> [EXTRACT TO READ]
+ + + + +

In Akwa Ibom politics, John James Akpanudoedehe is a household name, widely regarded as a courageous leader, a bold politician and a grassroots mobilizer. He is the governorship candidate on the platform of the New Nigeria Peoples Party (NNPP). Senator Akpanudoedehe believes that he will cause an upset in the 2023 elections by beating the other two main candidates, Umoh Enoh of PDP and Senator Bassey Albert of YPP. If that happens, it would be the first time the PDP would be dislodged from the Akwa Ibom government house since 1999. Many people in the state, including Don Etiebet, an APC chieftain and former petroleum minister, are eagerly expecting NNPP to win the election. But what is the basis for their optimism?

Until last March, Akpanudoedehe was the secretary-general of APC. He supported the party in the state generously and was on the way to becoming its governorship candidate until INEC said otherwise. Since 2020, APC has been riddled with a leadership crisis and split into two factions, one led by Akpanudoedehe and the other by former Minister Godswill Akpabio. Due to this problem, the party could not conduct its governorship primary. While Akpanudoedehe’s faction had the support of INEC, it did not have the backing of the national leadership. On the other hand, while Akpabio’s faction was supported by the national chairman, it lacked the recognition of INEC. The imbroglio led to a stalemate within the party, and to pursue his ambition, Senator Akpanudoedehe decamped with his supporters and all the ward executives of APC to NNPP. He was immediately nominated a governorship candidate of NNPP in a primary conducted in June. APC was, therefore, left without a governorship candidate because INEC refused to authenticate the midnight primary conducted by the Akpabio faction.

While APC was still smarting from its internal crisis and the defection of Akpanudoedehe to NNPP, PDP suffered a mortal blow of its own with the defection of Senator (Obong) Bassey Albert Akpan (OBA) to Young Progressives Party (YPP) to pursue his own governorship ambition. OBA has been a close ally and supporter of Governor Udom Emmanuel and was warming up to clinch the PDP governorship ticket, until January 30 this year when the governor publicly anointed Umoh Enoh, his commissioner for lands and water resources, as his successor. Although the governor had all along been giving hints that OBA would not get the ticket, the senator was gearing up to challenge the anointed one at the primary. But as the primary election got close, OBA, apparently sensing a humiliating defeat, withdrew from the race.

+ + + + +

> [EXTRACTED MATERIAL]
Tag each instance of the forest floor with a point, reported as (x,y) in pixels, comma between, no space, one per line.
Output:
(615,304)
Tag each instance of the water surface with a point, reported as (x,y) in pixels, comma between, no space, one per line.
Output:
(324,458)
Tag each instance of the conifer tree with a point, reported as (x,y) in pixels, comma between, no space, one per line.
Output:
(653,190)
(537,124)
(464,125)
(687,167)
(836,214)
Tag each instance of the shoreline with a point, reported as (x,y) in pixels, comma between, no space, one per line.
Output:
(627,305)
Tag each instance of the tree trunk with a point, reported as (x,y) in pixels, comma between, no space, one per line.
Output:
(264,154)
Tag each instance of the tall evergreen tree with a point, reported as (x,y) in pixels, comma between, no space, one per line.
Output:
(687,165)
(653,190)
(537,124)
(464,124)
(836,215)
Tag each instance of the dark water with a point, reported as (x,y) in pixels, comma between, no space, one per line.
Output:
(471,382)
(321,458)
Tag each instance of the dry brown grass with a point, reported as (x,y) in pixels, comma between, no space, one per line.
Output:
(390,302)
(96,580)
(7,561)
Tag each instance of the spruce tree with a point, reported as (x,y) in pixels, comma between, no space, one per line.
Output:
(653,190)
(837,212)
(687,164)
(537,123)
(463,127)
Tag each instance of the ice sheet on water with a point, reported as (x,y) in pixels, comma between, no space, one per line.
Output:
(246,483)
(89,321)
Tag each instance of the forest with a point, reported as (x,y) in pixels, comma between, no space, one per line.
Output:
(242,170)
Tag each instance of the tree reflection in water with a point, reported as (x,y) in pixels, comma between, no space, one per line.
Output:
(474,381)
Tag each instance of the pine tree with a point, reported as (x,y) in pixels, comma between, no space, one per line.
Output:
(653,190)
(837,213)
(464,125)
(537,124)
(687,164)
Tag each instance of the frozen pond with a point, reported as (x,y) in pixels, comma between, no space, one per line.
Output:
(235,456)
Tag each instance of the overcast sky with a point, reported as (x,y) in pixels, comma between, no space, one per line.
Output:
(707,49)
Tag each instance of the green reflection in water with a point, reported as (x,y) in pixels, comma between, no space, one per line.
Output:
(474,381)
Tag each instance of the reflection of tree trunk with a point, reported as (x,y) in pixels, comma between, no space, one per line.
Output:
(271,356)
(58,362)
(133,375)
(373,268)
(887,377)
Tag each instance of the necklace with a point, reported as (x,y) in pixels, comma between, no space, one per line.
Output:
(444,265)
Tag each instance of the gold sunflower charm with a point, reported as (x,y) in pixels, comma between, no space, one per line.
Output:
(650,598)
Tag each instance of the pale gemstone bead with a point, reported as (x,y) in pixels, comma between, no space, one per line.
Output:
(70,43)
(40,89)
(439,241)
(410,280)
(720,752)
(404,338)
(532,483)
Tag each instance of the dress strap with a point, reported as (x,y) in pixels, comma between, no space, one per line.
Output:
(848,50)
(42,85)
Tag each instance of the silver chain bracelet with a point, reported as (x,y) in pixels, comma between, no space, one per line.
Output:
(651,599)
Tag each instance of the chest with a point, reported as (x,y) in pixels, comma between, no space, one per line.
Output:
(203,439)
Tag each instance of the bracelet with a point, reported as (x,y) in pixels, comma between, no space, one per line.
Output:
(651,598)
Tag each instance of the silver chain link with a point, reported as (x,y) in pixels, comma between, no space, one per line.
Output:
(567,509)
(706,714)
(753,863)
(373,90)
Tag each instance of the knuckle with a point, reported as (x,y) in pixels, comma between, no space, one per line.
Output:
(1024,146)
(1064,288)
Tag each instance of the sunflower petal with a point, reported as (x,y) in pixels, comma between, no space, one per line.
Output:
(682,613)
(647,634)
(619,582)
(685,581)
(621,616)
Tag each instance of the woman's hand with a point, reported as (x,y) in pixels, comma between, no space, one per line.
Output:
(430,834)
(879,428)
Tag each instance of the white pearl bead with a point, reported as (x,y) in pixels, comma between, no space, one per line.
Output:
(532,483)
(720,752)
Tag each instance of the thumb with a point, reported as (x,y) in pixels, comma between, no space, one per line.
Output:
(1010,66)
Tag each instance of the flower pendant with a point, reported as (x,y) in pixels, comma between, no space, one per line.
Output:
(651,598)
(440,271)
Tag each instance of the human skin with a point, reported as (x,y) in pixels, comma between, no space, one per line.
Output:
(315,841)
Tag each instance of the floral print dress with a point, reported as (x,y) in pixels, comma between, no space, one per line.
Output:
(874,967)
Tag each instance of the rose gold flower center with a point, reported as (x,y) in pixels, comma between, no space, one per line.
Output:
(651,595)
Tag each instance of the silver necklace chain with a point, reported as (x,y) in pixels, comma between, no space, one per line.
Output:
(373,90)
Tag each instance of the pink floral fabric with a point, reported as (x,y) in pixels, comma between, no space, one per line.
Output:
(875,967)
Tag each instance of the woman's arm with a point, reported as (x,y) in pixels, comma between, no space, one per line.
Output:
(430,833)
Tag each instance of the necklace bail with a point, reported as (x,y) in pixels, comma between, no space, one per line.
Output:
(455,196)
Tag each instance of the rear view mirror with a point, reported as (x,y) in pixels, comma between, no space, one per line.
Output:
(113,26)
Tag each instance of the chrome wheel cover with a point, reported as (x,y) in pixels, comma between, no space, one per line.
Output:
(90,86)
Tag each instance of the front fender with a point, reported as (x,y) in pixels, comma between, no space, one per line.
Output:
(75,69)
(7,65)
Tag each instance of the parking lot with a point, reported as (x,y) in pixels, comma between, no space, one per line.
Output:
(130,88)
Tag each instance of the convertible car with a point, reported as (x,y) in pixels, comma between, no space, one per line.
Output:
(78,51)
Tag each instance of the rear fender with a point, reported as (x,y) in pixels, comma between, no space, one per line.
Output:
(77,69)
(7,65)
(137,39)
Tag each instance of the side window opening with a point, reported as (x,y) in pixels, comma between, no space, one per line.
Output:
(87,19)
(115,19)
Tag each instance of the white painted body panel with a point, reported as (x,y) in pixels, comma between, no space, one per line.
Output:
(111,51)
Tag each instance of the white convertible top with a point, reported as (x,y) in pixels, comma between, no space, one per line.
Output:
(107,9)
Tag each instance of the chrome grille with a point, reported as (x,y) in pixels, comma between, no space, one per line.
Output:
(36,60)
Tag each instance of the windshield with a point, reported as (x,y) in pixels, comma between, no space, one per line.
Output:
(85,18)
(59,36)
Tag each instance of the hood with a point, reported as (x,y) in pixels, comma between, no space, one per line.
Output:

+ + + + +

> [INSTRUCTION 1] Transcribe the article on Akwa Ibom politics from "In Akwa Ibom" up to and including "for their optimism?".
> [INSTRUCTION 2] According to the article on Akwa Ibom politics, why was APC left without a governorship candidate?
The listing that comes after the article on Akwa Ibom politics is separate material.

> [FULL RESPONSE 1]
In Akwa Ibom politics, John James Akpanudoedehe is a household name, widely regarded as a courageous leader, a bold politician and a grassroots mobilizer. He is the governorship candidate on the platform of the New Nigeria Peoples Party (NNPP). Senator Akpanudoedehe believes that he will cause an upset in the 2023 elections by beating the other two main candidates, Umoh Enoh of PDP and Senator Bassey Albert of YPP. If that happens, it would be the first time the PDP would be dislodged from the Akwa Ibom government house since 1999. Many people in the state, including Don Etiebet, an APC chieftain and former petroleum minister, are eagerly expecting NNPP to win the election. But what is the basis for their optimism?

> [FULL RESPONSE 2] INEC refused to authenticate the midnight primary held by the Akpabio faction. Meanwhile, Akpanudoedehe had left for NNPP and became its candidate.